Stated goal: Copy out, character for character, everything from the start of the rows down to the line containing "--target green apron", with both ends included.

[Mask labeling examples]
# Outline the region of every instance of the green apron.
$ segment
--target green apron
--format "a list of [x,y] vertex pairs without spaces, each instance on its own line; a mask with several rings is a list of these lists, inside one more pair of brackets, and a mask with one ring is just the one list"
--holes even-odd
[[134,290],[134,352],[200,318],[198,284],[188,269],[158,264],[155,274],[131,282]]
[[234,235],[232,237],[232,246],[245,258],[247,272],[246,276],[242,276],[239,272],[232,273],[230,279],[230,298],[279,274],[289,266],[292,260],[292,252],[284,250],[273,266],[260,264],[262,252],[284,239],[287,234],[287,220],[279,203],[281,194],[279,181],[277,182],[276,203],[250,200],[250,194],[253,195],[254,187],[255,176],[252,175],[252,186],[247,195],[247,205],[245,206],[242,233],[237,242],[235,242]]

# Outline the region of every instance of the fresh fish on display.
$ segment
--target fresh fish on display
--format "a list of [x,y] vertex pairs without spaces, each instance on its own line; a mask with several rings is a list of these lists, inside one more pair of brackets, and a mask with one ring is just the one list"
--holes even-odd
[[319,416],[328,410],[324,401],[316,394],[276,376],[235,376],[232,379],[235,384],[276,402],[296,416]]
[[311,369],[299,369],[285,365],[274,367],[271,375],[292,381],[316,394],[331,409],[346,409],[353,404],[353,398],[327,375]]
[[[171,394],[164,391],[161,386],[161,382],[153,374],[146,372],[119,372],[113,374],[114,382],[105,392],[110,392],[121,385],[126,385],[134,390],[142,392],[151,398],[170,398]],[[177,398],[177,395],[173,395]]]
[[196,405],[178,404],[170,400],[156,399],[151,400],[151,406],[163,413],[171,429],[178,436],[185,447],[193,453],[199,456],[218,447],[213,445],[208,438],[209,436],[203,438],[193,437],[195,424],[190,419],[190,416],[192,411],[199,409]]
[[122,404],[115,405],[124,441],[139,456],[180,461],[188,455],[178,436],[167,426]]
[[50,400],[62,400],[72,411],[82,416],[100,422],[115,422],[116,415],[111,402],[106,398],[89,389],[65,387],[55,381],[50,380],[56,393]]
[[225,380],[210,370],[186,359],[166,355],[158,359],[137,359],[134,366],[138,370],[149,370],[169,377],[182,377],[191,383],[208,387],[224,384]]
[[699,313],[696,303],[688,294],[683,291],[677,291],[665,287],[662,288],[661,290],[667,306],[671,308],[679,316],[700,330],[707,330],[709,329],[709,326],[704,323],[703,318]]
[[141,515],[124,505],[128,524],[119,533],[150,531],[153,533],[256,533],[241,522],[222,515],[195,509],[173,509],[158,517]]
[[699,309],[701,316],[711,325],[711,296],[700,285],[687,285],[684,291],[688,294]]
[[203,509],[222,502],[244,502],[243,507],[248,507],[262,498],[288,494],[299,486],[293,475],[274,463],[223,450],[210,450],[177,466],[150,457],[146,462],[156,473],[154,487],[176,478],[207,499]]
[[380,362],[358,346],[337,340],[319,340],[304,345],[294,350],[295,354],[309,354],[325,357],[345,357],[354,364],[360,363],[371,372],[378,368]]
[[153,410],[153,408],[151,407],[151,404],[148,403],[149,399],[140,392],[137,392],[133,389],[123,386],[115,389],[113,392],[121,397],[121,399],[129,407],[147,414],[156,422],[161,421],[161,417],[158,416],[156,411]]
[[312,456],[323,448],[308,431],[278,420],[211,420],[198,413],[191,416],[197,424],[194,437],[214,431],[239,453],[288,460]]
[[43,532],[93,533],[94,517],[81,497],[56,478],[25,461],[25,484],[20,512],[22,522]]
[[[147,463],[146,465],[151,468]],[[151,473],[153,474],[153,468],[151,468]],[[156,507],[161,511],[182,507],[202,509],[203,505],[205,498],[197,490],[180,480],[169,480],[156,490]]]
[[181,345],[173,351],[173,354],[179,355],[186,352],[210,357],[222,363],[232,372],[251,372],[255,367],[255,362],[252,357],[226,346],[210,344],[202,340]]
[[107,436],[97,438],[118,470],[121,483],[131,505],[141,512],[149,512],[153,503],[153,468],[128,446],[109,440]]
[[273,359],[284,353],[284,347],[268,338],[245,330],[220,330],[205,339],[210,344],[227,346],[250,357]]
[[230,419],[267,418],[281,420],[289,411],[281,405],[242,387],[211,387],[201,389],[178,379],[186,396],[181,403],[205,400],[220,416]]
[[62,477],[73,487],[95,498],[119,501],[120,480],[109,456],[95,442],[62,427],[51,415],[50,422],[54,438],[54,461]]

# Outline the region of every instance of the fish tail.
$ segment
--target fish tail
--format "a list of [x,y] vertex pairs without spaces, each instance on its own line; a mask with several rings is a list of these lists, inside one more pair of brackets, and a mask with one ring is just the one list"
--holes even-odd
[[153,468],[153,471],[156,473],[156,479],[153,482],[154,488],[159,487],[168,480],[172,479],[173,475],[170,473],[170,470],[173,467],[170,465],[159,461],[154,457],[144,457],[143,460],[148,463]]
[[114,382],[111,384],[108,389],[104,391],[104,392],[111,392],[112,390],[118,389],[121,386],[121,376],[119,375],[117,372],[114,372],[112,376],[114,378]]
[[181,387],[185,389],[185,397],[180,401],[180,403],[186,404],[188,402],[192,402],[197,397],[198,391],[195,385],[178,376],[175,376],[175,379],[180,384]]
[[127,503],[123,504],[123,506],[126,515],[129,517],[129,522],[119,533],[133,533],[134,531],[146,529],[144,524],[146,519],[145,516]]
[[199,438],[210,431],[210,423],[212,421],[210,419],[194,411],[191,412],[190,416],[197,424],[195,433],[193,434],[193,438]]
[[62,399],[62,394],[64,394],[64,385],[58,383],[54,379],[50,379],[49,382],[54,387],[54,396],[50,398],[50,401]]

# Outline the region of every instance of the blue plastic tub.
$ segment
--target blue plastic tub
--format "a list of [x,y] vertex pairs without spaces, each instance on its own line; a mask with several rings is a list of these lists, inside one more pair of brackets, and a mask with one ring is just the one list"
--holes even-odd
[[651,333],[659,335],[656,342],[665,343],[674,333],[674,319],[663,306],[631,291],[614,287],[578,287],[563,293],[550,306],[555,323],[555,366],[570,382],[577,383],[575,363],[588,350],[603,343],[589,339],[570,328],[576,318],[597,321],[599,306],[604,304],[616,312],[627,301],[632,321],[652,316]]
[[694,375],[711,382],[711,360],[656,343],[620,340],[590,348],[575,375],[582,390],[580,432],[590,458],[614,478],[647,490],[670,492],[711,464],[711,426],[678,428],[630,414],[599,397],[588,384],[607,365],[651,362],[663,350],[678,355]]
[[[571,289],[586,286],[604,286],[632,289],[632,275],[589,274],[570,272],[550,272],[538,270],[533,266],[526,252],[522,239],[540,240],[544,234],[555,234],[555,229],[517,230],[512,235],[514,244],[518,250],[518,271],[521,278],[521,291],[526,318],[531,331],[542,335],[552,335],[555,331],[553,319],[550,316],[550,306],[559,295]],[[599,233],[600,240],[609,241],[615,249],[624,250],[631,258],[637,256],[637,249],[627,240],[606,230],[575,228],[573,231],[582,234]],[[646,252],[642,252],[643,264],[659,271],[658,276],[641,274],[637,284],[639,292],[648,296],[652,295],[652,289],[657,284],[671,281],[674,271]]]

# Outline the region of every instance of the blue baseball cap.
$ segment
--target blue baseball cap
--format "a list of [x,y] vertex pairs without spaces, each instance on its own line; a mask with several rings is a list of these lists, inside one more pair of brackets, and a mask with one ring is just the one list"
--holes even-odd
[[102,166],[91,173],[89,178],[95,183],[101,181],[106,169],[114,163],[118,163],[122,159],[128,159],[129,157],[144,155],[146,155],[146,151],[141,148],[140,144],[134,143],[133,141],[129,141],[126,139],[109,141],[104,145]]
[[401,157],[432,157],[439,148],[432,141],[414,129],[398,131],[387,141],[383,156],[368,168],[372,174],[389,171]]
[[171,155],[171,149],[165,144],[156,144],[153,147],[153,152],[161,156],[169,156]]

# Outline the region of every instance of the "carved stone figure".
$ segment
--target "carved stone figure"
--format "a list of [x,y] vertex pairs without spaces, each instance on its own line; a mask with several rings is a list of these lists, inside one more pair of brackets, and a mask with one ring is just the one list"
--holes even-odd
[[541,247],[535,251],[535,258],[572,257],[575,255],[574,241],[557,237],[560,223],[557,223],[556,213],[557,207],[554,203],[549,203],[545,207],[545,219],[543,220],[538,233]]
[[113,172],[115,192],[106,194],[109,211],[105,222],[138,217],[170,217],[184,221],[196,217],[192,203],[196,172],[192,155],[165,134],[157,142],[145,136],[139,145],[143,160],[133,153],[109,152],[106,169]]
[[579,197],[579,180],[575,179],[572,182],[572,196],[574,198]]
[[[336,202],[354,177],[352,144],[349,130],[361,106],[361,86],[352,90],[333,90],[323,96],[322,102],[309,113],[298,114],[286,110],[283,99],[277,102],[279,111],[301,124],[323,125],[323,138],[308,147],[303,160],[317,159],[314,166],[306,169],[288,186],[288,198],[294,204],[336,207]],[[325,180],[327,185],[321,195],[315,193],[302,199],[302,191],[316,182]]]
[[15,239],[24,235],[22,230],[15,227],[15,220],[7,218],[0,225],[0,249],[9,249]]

Written solution:
# Outline the region of every instance of the green apron.
$ segment
--target green apron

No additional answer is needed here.